─── Texto dado ───

Estas dos obras ya hubieran sido especiales porque descienden, respectivamente, de una serie de televisión y una película que se consideran clásicas de sus respectivos medios: enormemente influyentes y renovadoras, así como capaces de crear una propuesta inconfundible mediante un cruce de «géneros» previamente establecidos. La ciencia ficción y el cine negro para Blade Runner; la telenovela estadounidense (soap opera), la serie policial y el horror sobrenatural para Twin Peaks. Esta importancia ha dado un aire de refinamiento a los cultos de sus aficionados, aunque estuvieran centrados, como todos los demás, en los aspectos más arcanos (o más superficiales) del argumento y la ambientación de los mundos narrados por Scott y Lynch, junto con sus respectivos equipos de colaboradores.

(¿Quién pensaba en los encuadres, las texturas sonoras, la modulación de tonos y atmósferas, la intertextualidad de las obras originales? Las preguntas comunes de los fans eran del estilo de «¿Qué pasó con Dale Cooper después de quedar atrapado en la Logia Negra?» o «¿Será Deckard un replicante?»: observaciones sobre el artificio de la ficción que omitían cualquier reconocimiento de que toda ficción es, en sí misma, artificio.)

Sin embargo, una virtud no menos importante de Twin Peaks y Blade Runner fue, en su momento, su interés por examinar aspectos de la realidad de su momento de manera oblicua. Unas veces lo hicieron mediante la imaginación fantástica, muy eficaz para crear observaciones astutas, aparentemente inocuas, y otras por medios distintos. Pero el mundo, o parte del mundo, estaba en ellas.

Blade Runner –basada en una novela del gran narrador Philip K. Dick: ¿Sueñan los androides con ovejas eléctricas?– expresó la desazón de un occidente en plena Guerra Fría ante un futuro de deterioro y no de esplendor, en el que la tecnología ponía en entredicho no sólo la posibilidad de la existencia física de la especie, debido al deterioro ambiental y el abuso sin freno de grandes poblaciones, sino su misma identidad: el sentido del ser en los habitantes de una civilización cuyas creaciones parecían «más humanas que lo humano», más capaces de empatía y sentimientos propios.

─── Datos proporcionados ───

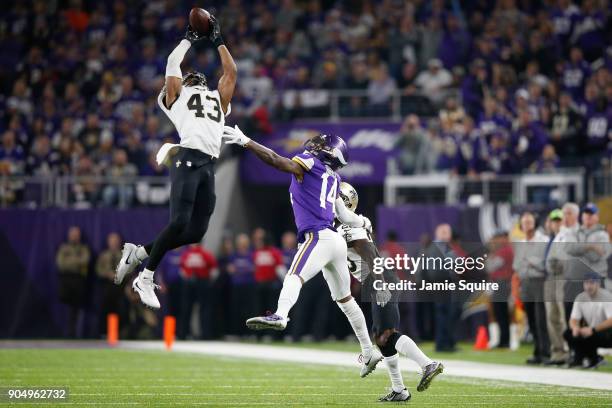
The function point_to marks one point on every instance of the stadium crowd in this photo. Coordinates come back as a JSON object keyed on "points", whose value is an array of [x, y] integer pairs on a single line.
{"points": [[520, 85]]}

───
─── Datos proporcionados ───

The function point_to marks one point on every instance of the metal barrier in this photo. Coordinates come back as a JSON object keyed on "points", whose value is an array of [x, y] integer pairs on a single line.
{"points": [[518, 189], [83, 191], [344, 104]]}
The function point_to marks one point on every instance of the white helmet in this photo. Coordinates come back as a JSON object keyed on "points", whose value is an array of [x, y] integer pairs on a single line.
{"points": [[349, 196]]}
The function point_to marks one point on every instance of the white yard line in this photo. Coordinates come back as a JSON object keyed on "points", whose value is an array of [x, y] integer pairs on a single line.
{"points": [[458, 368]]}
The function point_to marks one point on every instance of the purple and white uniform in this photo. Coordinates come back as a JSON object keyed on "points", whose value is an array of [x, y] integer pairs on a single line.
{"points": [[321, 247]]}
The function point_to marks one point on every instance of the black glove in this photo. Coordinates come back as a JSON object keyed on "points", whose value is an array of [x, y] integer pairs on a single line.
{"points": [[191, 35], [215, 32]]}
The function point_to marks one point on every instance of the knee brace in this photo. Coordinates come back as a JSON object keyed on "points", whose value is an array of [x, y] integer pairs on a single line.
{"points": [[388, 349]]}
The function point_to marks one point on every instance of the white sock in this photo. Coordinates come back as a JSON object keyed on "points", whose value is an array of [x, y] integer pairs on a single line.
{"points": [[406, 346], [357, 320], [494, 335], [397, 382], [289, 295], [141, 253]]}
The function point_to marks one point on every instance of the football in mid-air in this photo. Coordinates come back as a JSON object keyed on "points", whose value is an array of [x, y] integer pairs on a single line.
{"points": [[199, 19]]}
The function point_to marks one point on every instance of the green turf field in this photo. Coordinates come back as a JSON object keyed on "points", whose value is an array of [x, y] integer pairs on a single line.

───

> Reto 1
Según el texto sobre Twin Peaks y Blade Runner, ¿en qué novela se basa Blade Runner?
> Reto 2
Copia del texto sobre Twin Peaks y Blade Runner el pasaje que va desde "Sin embargo, una" hasta "estaba en ellas.", ambos incluidos, y sustituye en él "oblicua" por "indirecta".
> Reto 3
Prosigue el texto sobre Twin Peaks y Blade Runner a partir del punto en que termina.

> Respuesta correcta 1
En ¿Sueñan los androides con ovejas eléctricas?, de Philip K. Dick.

> Respuesta correcta 2
Sin embargo, una virtud no menos importante de Twin Peaks y Blade Runner fue, en su momento, su interés por examinar aspectos de la realidad de su momento de manera indirecta. Unas veces lo hicieron mediante la imaginación fantástica, muy eficaz para crear observaciones astutas, aparentemente inocuas, y otras por medios distintos. Pero el mundo, o parte del mundo, estaba en ellas.

> Respuesta correcta 3
Twin Peaks, aparecida casi diez años más tarde y ambientada en el año de 1989, se concentraba más en un entorno de su propio presente: el medio rural y mayoritariamente blanco de Estados Unidos. Su idea central, incluso más allá de sus insinuaciones fantásticas, ya había sido el tema de Terciopelo azul, el gran filme de Lynch de 1986: la noción de que la apariencia idílica del American Way of Life esconde toda clase de violencias y acontecimientos siniestros. La investigación de la muerte de la joven Laura Palmer (Sheryl Lee) en su pueblito natal destapa intrigas, crímenes, corrupción del poder económico y político…

Los hechos y tendencias reales explorados en estas dos obras no están en el frente de la acción en todo momento. Pero es innegable su presencia, y parte del atractivo de Blade Runner y Twin Peaks se debe a ella, a lo largo de la historia compleja (y a veces equívoca) de la recepción y éxito de la película y la serie.

Los «retornos» de una y otra en este año de atmósfera funesta incluyen también sus dosis de comentario –o al menos representaciones, alusiones, metáforas– del presente. Más todavía, es posible encontrarles lecturas relacionadas con el presente inmediato, aunque ambas tuvieron periodos de producción prolongados y no representan reacciones deliberadas a acontecimientos del último año.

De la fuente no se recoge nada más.